Copy out the complete listing, word for word.

[Dataset excerpt]
* * *
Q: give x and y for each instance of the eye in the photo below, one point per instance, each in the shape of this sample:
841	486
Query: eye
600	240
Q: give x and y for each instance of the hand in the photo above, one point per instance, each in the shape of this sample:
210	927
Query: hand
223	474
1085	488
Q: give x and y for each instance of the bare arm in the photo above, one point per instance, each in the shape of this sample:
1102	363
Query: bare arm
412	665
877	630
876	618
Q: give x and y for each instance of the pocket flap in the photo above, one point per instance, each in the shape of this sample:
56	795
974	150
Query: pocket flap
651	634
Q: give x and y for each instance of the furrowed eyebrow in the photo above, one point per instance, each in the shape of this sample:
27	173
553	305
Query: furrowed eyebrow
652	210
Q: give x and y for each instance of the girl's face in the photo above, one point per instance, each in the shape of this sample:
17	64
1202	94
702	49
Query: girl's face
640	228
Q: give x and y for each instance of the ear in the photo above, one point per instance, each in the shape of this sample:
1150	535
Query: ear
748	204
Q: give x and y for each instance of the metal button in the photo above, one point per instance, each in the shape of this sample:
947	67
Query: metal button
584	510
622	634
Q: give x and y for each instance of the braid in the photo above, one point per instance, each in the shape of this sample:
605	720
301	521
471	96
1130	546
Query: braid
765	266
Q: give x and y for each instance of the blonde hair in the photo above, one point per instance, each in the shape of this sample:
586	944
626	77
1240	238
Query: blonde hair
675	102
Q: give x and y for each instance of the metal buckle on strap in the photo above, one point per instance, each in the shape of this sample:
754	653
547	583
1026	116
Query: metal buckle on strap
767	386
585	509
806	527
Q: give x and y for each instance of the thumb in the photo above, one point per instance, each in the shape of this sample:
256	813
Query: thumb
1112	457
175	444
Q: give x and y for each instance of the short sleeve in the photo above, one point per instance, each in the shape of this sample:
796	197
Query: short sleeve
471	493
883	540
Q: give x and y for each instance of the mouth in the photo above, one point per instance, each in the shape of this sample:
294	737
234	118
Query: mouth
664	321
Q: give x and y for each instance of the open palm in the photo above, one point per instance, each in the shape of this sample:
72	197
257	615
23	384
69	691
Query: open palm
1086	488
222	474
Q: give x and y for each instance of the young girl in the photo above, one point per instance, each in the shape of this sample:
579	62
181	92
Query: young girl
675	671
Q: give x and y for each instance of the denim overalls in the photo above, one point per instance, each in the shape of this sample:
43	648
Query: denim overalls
* * *
◆ **TASK SOLUTION**
Q: give x and y for each instance of the eye in the photo below, one point per instance, each in the shape of this sample:
841	486
Query: eye
600	240
Q: give x and y for each instance of the hand in the photo above, one point per instance, each in the shape of this sample:
210	927
Query: hand
223	474
1085	488
Q: give x and y for each instance of the bare arm in the photo above, one point per instance, each in the shape of this sample:
1102	363
Query: bare arm
412	665
877	630
876	618
Q: give x and y for each instance of the pocket flap in the photo above, one point per instance, each in the shape of this sample:
56	795
974	150
Query: pocket flap
651	634
Q: give x and y for each instance of the furrowed eyebrow in the photo above, one point per instance, each in the shape of this sample:
27	173
553	305
Query: furrowed eyebrow
652	210
Q: give x and y for each instance of the girl's face in the photo above, one point per instance, each in the shape of this sample:
17	64
1202	94
702	49
Query: girl's face
640	228
Q: give x and y for each instance of the ear in the photo above, one point per instance, each in the shape of this sample:
1150	535
Query: ear
748	204
Q: give x and y for each instance of the metal button in the photo above, one point per instance, each in the shape of this sample:
947	67
Query: metal button
584	510
622	634
Q: give x and y for each instance of the braid in the photo above, one point per instance, each in the shape of this sample:
605	720
301	521
471	96
1130	546
Query: braid
765	266
Q: give x and y for each instance of the blonde hair in the photo above, one point per instance, each in the shape of this sample:
586	944
626	77
1240	238
Query: blonde hair
675	102
Q: give x and y for each instance of the metal buckle on strap in the photo above, one point per instance, each in the shape of this sample:
754	653
547	583
1026	116
Query: metal buckle on strap
767	386
585	509
806	527
Q: give x and y for each instance of the thumb in the photo above, one point per instance, each in the shape of this sample:
256	813
Query: thumb
1112	457
175	444
Q: give x and y for each instance of the short sleeve in the photo above, one point per instance, each in the shape of this sample:
796	197
Query: short sleeve
471	493
883	540
Q: give x and y for each instance of the mouth in the photo above, one point per instance, each in the shape of this sample:
294	737
234	118
Query: mouth
664	321
Q: give x and y for each instance of the open palm in the photo above, one point per instance, each in the shape of this sample:
72	197
257	615
23	384
69	691
Query: open palm
1086	488
222	474
Q: give x and y for each instance of the young girl in the photo above, one point per instance, each in the shape of this sample:
579	62
181	92
Query: young girl
675	671
Q: give x and y for each instance of the denim overalls in the photo above, one point per instance, each in the shape of this sample:
43	648
Query: denim overalls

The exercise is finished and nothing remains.